Il combine la proposition votée en commission d'une planification "ascendante", partant des territoires, avec un amendement du gouvernement permettant aux maires d'avoir "le dernier mot" pour la phase d'application. "Chaque maire définit des zonages dans lesquels il peut ou souhaite recevoir des énergies renouvelables", a détaillé la présidente de la commission des affaires économiques, Sophie Primas (LR). "Tout ça est agrégé et va redescendre dans les documents d'urbanisme opposables - Scot, PLUi, PLU". Un sous-amendement du rapporteur pour avis Patrick Chauvet (centriste) "précise que la commune doit donner son accord. Si la commune n'est pas d'accord avec le zonage, alors pas d'énergies renouvelables", a-t-elle indiqué.

Validation "à l'échelle d'une zone"

Selon la ministre, il ne s'agirait plus d'une validation "projet par projet", mais "à l'échelle d'une zone". "On remet le maire au centre du développement des énergies renouvelables", a assuré la ministre. "On prendra le temps de travailler le texte" dans la suite de la navette, a-t-elle assuré, pour "faire en sorte que ce ne soit pas une usine à gaz trop complexe pour les élus des territoires". "Si nous ne votons pas ça, le maire est nu", a fait valoir Sophie Primas. "Je pense que nous avons là un bon dispositif général qu'il convient encore d'affiner", a-t-elle estimé. Didier Mandelli, lui, s'est félicité dans un communiqué d’"avoir convaincu le gouvernement de la nécessité d’une planification territoriale du développement des énergies renouvelables dans une logique ascendante, partant du terrain et donnant des outils aux élus locaux, au plus près des populations". Selon lui, "c’est grâce à ce dialogue responsable et constructif avec le gouvernement qu’un compromis équilibré a pu être trouvé, de nature à accompagner le développement des énergies renouvelables sans mettre de côté les élus locaux, en particulier les communes, qui sont en première ligne".

Mais dans l'hémicycle, au fur et à mesure de l'avancée des débats, les questionnements ont été nombreux, avec des incompréhensions sur tous les bancs. "Il y a encore des zones de difficultés", a relevé Philippe Mouiller (LR). Des interrogations surtout sémantiques, autour des termes de "zones prioritaires" ou de "zones propices" sont aussi apparues. Cette notion "mériterait d'être clarifiée", a estimé le centriste Laurent Lafon. "Je ne m'y retrouve plus", a avoué André Reichardt (LR), pour qui "le dispositif a déjà du plomb dans l'aile" avec l'adoption d'un amendement de l'écologiste Ronan Dantec prévoyant la possibilité de corriger au niveau régional des "éventuels manquements" en termes d'objectifs. "Le prioritaire n'est pas exclusif et ceux qui ne veulent pas jouer le jeu auront aussi des énergies renouvelables", a dit Ronan Dantec. "Il n'y aura pas un droit de veto préalable, mais au bout du bout, ça revient à ça", a affirmé de son côté Fabien Gay (CRCE à majorité communiste).

- [Consignes]
1. Veuillez dresser la liste de toutes les personnes désignées par leur nom dans l'extrait sur les énergies renouvelables.
2. Relevez chacune des lignes ci-dessous qui contient la chaîne "long", en tenant compte de la casse.

- [Données]

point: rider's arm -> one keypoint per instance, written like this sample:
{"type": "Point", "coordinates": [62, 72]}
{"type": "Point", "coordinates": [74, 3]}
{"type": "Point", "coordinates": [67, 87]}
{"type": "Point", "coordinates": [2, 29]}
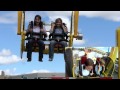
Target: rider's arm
{"type": "Point", "coordinates": [52, 27]}
{"type": "Point", "coordinates": [65, 29]}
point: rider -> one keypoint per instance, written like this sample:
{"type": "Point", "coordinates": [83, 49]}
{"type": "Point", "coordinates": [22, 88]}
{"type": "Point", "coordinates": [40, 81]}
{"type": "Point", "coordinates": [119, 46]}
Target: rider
{"type": "Point", "coordinates": [57, 28]}
{"type": "Point", "coordinates": [37, 28]}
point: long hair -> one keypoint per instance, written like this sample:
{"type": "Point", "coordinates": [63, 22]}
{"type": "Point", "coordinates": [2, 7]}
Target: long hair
{"type": "Point", "coordinates": [41, 23]}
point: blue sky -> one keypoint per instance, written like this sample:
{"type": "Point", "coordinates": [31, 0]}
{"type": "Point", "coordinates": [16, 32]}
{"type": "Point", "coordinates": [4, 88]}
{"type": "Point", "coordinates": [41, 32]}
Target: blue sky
{"type": "Point", "coordinates": [98, 29]}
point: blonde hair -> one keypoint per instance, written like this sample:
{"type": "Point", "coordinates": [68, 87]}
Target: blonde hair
{"type": "Point", "coordinates": [102, 62]}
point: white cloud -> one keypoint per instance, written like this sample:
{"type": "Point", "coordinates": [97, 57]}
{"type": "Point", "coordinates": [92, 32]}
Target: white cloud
{"type": "Point", "coordinates": [78, 42]}
{"type": "Point", "coordinates": [11, 17]}
{"type": "Point", "coordinates": [9, 71]}
{"type": "Point", "coordinates": [6, 57]}
{"type": "Point", "coordinates": [5, 52]}
{"type": "Point", "coordinates": [108, 15]}
{"type": "Point", "coordinates": [40, 71]}
{"type": "Point", "coordinates": [8, 18]}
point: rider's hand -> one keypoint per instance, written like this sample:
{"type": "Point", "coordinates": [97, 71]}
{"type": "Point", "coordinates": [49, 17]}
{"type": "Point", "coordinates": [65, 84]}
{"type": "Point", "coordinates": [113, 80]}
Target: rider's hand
{"type": "Point", "coordinates": [30, 30]}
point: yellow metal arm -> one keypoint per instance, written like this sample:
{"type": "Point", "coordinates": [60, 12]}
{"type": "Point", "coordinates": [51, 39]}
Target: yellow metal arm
{"type": "Point", "coordinates": [118, 45]}
{"type": "Point", "coordinates": [76, 19]}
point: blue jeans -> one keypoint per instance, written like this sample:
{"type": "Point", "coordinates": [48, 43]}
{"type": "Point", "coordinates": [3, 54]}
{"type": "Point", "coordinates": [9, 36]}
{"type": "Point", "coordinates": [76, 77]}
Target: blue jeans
{"type": "Point", "coordinates": [30, 45]}
{"type": "Point", "coordinates": [52, 45]}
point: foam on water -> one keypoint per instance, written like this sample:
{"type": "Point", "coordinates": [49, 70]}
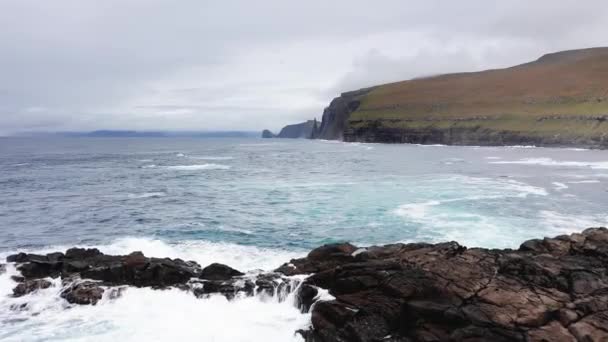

- [Réponses par consigne]
1. Sophie Primas, Patrick Chauvet, Didier Mandelli, Philippe Mouiller, Laurent Lafon, André Reichardt, Ronan Dantec, Fabien Gay

2.
point: long hair -> one keypoint per instance, written like this sample:
Target: long hair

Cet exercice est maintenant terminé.